__Exercise prompt__: Extract the listing below in full, unchanged.

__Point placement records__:
┄┄┄┄┄┄

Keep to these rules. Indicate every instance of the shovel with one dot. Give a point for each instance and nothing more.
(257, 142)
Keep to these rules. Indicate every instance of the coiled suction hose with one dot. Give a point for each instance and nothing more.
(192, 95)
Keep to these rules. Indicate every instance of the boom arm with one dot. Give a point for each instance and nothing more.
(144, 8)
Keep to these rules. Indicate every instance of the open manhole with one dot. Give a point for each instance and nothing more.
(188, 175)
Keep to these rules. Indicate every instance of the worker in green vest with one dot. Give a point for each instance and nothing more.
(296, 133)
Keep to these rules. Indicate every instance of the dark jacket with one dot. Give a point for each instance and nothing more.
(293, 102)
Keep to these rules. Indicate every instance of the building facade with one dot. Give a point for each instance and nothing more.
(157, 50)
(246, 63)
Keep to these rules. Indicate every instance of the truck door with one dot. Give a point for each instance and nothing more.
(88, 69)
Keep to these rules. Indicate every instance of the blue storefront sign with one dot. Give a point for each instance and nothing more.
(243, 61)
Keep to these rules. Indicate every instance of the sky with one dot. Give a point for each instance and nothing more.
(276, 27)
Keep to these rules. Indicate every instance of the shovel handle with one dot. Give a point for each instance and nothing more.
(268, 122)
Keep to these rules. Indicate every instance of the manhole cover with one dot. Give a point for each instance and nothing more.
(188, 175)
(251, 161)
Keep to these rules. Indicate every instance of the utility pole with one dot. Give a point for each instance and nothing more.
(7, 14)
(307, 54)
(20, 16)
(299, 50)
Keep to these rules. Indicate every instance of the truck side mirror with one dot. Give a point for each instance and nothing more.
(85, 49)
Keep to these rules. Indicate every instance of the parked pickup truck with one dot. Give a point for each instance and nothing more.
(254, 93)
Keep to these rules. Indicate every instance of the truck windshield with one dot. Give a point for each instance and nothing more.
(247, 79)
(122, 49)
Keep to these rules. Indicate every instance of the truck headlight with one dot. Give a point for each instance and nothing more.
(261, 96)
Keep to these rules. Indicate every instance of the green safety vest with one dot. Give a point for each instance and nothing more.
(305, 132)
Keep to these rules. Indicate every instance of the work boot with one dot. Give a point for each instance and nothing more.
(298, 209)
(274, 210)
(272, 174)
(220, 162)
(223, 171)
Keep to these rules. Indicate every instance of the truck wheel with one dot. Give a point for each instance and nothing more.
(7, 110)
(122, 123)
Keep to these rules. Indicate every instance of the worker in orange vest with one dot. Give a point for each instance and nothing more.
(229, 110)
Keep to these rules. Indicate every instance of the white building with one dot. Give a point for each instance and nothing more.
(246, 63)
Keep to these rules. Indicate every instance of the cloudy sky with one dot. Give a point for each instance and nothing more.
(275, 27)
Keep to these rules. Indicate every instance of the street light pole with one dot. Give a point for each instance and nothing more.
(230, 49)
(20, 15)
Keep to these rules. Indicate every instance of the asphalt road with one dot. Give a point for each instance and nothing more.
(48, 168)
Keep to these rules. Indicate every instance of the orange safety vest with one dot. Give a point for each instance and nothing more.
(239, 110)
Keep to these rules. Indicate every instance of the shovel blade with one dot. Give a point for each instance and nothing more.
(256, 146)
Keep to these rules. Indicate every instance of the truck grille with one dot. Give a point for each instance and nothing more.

┄┄┄┄┄┄

__Answer to the task__:
Keep to these rules. Indicate every instance of the shovel with one dot. Give a point for each instance and nothing more.
(257, 142)
Keep to these rules. Indicate every instance of the coiled suction hose with one dot. Give a point for each instance and nothing more.
(192, 95)
Keep to these rules. Indicate every instance of the boom arm with one dot. Give a point for each instance and nothing more.
(144, 8)
Keep to these rules. Indicate every instance of the open manhole with one dot. Give a point for each instance and nothing more.
(188, 175)
Keep to these rules. Indicate every instance of the worker in green vest with one dot. Give a point for each instance and nothing more.
(296, 133)
Keep to these rules. Indicate every instance of the dark jacket with one dot. Give a point for each instance and nothing more.
(293, 102)
Keep to these rules. Indicate every instance of the building facade with one dot. Give a point for each instance and nothing more.
(157, 50)
(246, 63)
Keep to these rules. Indicate every instance of the truck door with one dot. Give a point for each instance and nothing more.
(88, 69)
Keep to these rules. Indicate every instance of the blue storefront sign with one dot. Give a point for each instance and nothing more.
(243, 61)
Keep to these rules. Indicate every instance of the sky with one dot. Give a point for each instance and nothing more.
(276, 27)
Keep to these rules. Indicate every instance of the shovel handle with one dot. Give a point for each instance and nothing more.
(268, 122)
Keep to these rules. Indicate every instance of the manhole cover with one dot. Give a point for each instance and nothing more.
(188, 175)
(251, 161)
Keep to these rules. Indicate every instance of the utility pole with one dot. Give a point for each instance and nothing more.
(7, 14)
(307, 54)
(20, 16)
(299, 50)
Keep to these rules. Indicate every instance of the truck side mirror with one dot. Give a point for each instance and nothing more.
(85, 49)
Keep to these rules. Indicate every instance of the parked pickup truck with one dot. Give a point for each instance and nothing more.
(254, 93)
Keep to these rules. Indicate every instance of the truck windshield with one dot. Give a point for each instance and nothing more.
(247, 79)
(122, 49)
Keep to these rules. Indicate every instance of the truck headlight with one dot. Give a point for each instance and nothing more.
(261, 96)
Keep to these rules. Indicate every instance of the green safety vest with one dot. Give a point for each instance and nothing more.
(305, 132)
Keep to these rules. Indicate every instance of the work boot with one dot. Give a point for each instance and nothing more.
(298, 209)
(274, 210)
(272, 174)
(220, 162)
(223, 171)
Keep to these rules. Indicate every instance of the truck wheel with one dot. Give a point for each instance and nothing more.
(7, 110)
(122, 123)
Keep to these rules. Indicate every instance of the worker in orange vest with one dot. Give a point for each instance and nothing more.
(229, 110)
Keep to these rules. Indicate every instance of the white building with one dot. Give a point for each instance and nothing more.
(246, 63)
Keep to these rules. Indicate every instance of the cloudy sky with one dot. Give a point for each instance and nothing more.
(275, 27)
Keep to these rules. Indicate every instance of the street light pole with one dot. Give a point for each instance and nothing more.
(230, 49)
(20, 15)
Keep to these rules. Indicate every instance of the asphalt road with one dot. Give a point for each instance and nothing more.
(48, 168)
Keep to these rules. Indicate every instance of the orange safety vest with one dot. Give a point for each instance and nothing more.
(239, 110)
Keep to these rules. Indicate every instance of the shovel blade with one dot. Give a point for each instance and nothing more.
(256, 146)
Keep to these rules. Indicate every instance of the truck grille with one dot. Give a point for each instance and nothing more.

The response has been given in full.